- **SET TASK A**
Return the passage of the forum thread on Insanity training from "Has anyone tried" to "Donkey (20 Aug 2013)", copied word for word.
- **SET TASK B**
Supply the next part of the forum thread on Insanity training, picking up right after its last line.

# Insanity



## garethssmith (20 Aug 2013)

Has anyone tried that bonkers Insanity training thing?

Managed to get hold of a copy through a friend and wondered if it would be a good supplement to bike riding as a way to boost fitness/weight loss? Or is it just a way to get a 6 pack?


----------



## Ghost Donkey (20 Aug 2013)

It's a lot of high impact training which covers full body and different exercises. It looks good and you could use it along with your cycling in full or in part, depending on how much cycling you do. You could certainly use a lot of the exercises in the program for total fitness, conditioning, improving core strength etc. It's not cycling specific strength and conditioning if that's your goal but it is very good for your whole body and getting to the muscles cycling doesn't reach. If you're copying exercises on a DVD it might be worth getting someone to watch you the first time to make sure what you're doing is correct so you don't have bad form. The Insanity people like to plug their supplements as there's good money to be made if you keep buying them. If you want a six pack you need to lower your body fat % if it's not low already but I expect you already know that


----------



## Born2die (20 Aug 2013)

It's a good workout but you get out what you put in. It's a lot of plyometrics and bodyweight training just follow there schedule and you will be ok. 

As ghost has said you need to alter your diet to lower body fat be the the fast diet, calorie counting, paleo etc. 

I train weights 4 days a week with either an hours (1 1/2 mile) swim or a good hour out on the bike after. Add into that bodyblast classes (like insanity but harder) Bootcamp classes (tyre flips, battle ropes, getting muddy etc) and bodypump once a week (yeah yeah I'm a dirty gym rat addict).

But as I'm a single dad and its the holidays I'm doing insanity instead as I can't get to the gym and I'm loving it it will hurt you will sweat you will scream no more your body will say no your mind will need to say yes but it's worth it and if you can find someone to train with as it will push you harder.


----------



## Sittingduck (20 Aug 2013)

A cpl of months ago I did Day One (the Fitness test). Didn't ever get around to doing day Two as my innards were aching for a week!


----------



## garethssmith (20 Aug 2013)

Thanks for the replies. I know it's not cycling specific, I was just wondering whether it'd be worth it as a supplement to cycling, and by the sounds of it, it will be.

I'm aiming specifically weight loss and fitness, aim to do some long cycle rides/tours next year and don't want fitness to be an issue


----------



## phil_hg_uk (20 Aug 2013)

Sittingduck said:


> A cpl of months ago I did Day One (the Fitness test). Didn't ever get around to doing day Two as my innards were aching for a week!


 

I tried using a skipping rope last week, I can only just walk again


----------



## jasonmccullum (20 Aug 2013)

ive completed both P90X and Insanity. P90X is a little easier in intensity (80%) and will make you more rounded where Insanity will train you at 90-100% effort for the whole workout

up to you to decide which is best for cycling. depends if you want the equivalent of intervals or a long steady ride


----------



## Born2die (20 Aug 2013)

Insanity will strengthen your lungs and really up your cv endurance I freestyle swim and that really helps with breathing on the bike


----------



## Mr Haematocrit (20 Aug 2013)

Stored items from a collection
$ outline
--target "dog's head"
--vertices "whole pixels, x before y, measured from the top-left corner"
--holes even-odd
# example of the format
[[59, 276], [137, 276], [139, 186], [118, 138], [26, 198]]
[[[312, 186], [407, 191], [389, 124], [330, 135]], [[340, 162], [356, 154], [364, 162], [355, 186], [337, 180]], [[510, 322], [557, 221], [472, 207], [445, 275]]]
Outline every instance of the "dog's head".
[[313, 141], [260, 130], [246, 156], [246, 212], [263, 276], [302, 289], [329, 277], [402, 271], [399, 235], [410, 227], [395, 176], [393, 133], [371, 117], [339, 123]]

- **TASK RESULT A**
Has anyone tried that bonkers Insanity training thing?

Managed to get hold of a copy through a friend and wondered if it would be a good supplement to bike riding as a way to boost fitness/weight loss? Or is it just a way to get a 6 pack?


----------



## Ghost Donkey (20 Aug 2013)

- **TASK RESULT B**
Reputable gyms teach many different classes, some even have high intensity classes such as Les Mills Gyms which run Grit...... No reputable gym runs Insanity classes and there is good reason for this.


----------



## Mr Haematocrit (20 Aug 2013)

Cycling reduces mobility in the hip joints so you would benefit from Pilates which will build strength, flexibility and improve posture IMHO.


----------



## Born2die (20 Aug 2013)

I mix it up weights cardio outdoors classes les mills bodypump is quite a challenge and bulks you up. Since I started classes my legs have really gotten stronger as most of them do squats and plyometrics which are really leg intensive.


----------



## Ghost Donkey (20 Aug 2013)

Mr Haematocrit said:


> Reputable gyms teach many different classes, some even have high intensity classes such as Les Mills Gyms which run Grit...... No reputable gym runs Insanity classes and there is good reason for this.


 

Licensing being the main one. You can certainly get a better workout at various gym classes run by instructors who will check your form and push you as an individual but that option isn't open to everyone. Les Mills classes require a licensed instructor and I think licensed gym. Les Mills has a bit of a dominant position with classes and gyms (this isn't a complaint) and any rival would face an uphill struggle.
Insanity and P90x are purely the home DVDs, shopping channels and supplements market. Funnily enough the P90x presenter has a book for a fraction of the price which covers most of the exercises.



garethssmith said:


> I'm aiming specifically weight loss and fitness, aim to do some long cycle rides/tours next year and don't want fitness to be an issue


 
For weight loss look at food. There's a million threads on here where we all get distracted with name calling and arguing over minor points. Racing Weight is a good book. If you're not into calorie counting Joe Friel (of The Cyclists Training Bible fame) has written some good stuff on basing diet on fresh food and working with food choices at different times of day and specifically around exercise.


----------



## Mr Haematocrit (20 Aug 2013)

Ghost Donkey said:


> Licensing being the main one. You can certainly get a better workout at various gym classes run by instructors who will check your form and push you as an individual but that option isn't open to everyone. Les Mills classes require a licensed instructor and I think licensed gym. Les Mills has a bit of a dominant position with classes and gyms (this isn't a complaint) and any rival would face an uphill struggle.
> Insanity and P90x are purely the home DVDs, shopping channels and supplements market. Funnily enough the P90x presenter has a book for a fraction of the price which covers most of the exercises.


 
What I was attempting to point out that the the pace of these high intensity workouts mean its near impossible for many people based on their fitness levels to keep good form.
When your form and technique is poor you are more likely to be injured, this is why fitness forums the net wide are reporting people with long term aches and injury.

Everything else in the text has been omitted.